Given entries:
--- start ---

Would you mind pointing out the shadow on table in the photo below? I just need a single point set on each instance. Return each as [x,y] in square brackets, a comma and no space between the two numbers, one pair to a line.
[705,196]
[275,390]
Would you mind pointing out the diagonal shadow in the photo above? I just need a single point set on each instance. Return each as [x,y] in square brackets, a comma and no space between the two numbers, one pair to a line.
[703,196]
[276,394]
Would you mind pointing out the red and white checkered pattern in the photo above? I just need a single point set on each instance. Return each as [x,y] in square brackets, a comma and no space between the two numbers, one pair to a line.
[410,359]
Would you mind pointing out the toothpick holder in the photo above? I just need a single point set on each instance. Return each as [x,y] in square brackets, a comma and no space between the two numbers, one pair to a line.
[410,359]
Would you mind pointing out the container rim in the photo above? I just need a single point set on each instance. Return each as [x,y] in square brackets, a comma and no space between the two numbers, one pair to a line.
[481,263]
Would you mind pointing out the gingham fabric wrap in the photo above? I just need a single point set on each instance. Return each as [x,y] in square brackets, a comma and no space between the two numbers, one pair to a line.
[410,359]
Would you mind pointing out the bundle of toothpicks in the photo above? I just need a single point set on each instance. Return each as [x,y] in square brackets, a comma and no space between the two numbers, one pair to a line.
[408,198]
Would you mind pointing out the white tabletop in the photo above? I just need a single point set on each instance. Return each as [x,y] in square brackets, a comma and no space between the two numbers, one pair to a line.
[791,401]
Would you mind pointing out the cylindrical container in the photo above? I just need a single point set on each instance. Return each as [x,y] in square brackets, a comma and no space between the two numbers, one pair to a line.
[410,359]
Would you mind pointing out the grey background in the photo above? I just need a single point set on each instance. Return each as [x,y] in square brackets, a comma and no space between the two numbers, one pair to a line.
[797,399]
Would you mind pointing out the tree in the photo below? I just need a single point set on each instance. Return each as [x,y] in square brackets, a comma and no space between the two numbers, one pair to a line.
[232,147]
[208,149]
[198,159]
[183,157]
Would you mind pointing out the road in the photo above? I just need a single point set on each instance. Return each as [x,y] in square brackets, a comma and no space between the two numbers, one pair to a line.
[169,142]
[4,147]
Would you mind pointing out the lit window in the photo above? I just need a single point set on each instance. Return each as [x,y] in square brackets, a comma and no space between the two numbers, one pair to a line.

--- end ---

Direction:
The records above are to be repeated exactly, in their entirety.

Result of this exercise:
Would you mind pointing out the shadow on table in the photo below? I just need a single point set on each instance. Return each as [x,y] in square brackets, a comma and no space between the two numbers, one pair to a line.
[705,196]
[275,390]
Would you mind pointing out the diagonal shadow in the photo above? I just need a single point set on each instance. Return each as [x,y] in square brackets, a comma and no space between the two numbers, one pair to a line.
[703,196]
[276,394]
Would you mind pointing out the red and white checkered pattern in the photo above? I just need a single point set on each instance. Return each as [x,y] in square brackets, a comma and no space between the two numbers, one pair to a line.
[410,359]
Would you mind pointing out the toothpick holder in the photo above? I just need a single point set on each instance. Return each as [x,y] in square brackets, a comma and no space between the two numbers, one pair to a line.
[410,359]
Would you mind pointing out the container rim in the photo above? I just need a single point set on each instance. Return each as [x,y] in square brackets, a comma and no space between the two numbers, one pair to a line.
[481,263]
Would you mind pointing out the gingham fabric wrap in the photo above? I just need a single point set on each instance. Return each as [x,y] in square brackets, a comma and no space between the two numbers, one pair to a line.
[410,359]
Would you mind pointing out the bundle of toothpicks in the photo above? I just need a single point set on each instance. Return each as [x,y] in square brackets, a comma and no space between the two numbers, one pair to a line.
[408,198]
Would you mind pointing out the white tabletop in the photo above? I just need a single point set on each instance. Return each as [x,y] in square brackets, a comma and no space between the two numbers, one pair to a line.
[791,401]
Would you mind pointing out the cylindrical container in the photo above? I just need a single point set on each instance. Return each as [x,y] in square brackets, a comma and no space between the two numbers, one pair to a line.
[410,359]
Would you mind pointing out the grey background in the photo above? I just need a single point set on each instance. Return each as [x,y] in square brackets, a comma and no space between the two numbers, one pair to a line.
[797,399]
Would you mind pointing out the tree in the photo below? I just need a single point set on each instance. Return each as [x,y] in square brackets, a comma and no space between the two numbers, one pair to a line.
[232,147]
[208,149]
[198,159]
[183,157]
Would you mind pointing out the road in the photo above? I just need a single point set on each instance. Return each as [x,y] in square brackets, a comma and no space between the two numbers, one pair to a line.
[169,142]
[4,147]
Would you mind pointing out the lit window in the photo above? I just need a single point set on each instance. Return each as [x,y] in square brackets, a comma and no space between the two numbers, one pair to a line.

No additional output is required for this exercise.